§ DIRECTIONS FOR THIS TASK:
Copy out every line of the records below, requests included, and in the answers lower each x and y coordinate by 72.

§ EXCERPTED RECORDS:

§

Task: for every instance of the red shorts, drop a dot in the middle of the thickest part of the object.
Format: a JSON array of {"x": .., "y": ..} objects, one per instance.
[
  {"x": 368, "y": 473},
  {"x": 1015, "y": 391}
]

§

§ REPLY:
Task: for every instance of the red shorts, drop a dot in the middle of the thickest part of the object.
Format: a JSON array of {"x": .., "y": ..} objects, one per instance.
[
  {"x": 296, "y": 401},
  {"x": 943, "y": 319}
]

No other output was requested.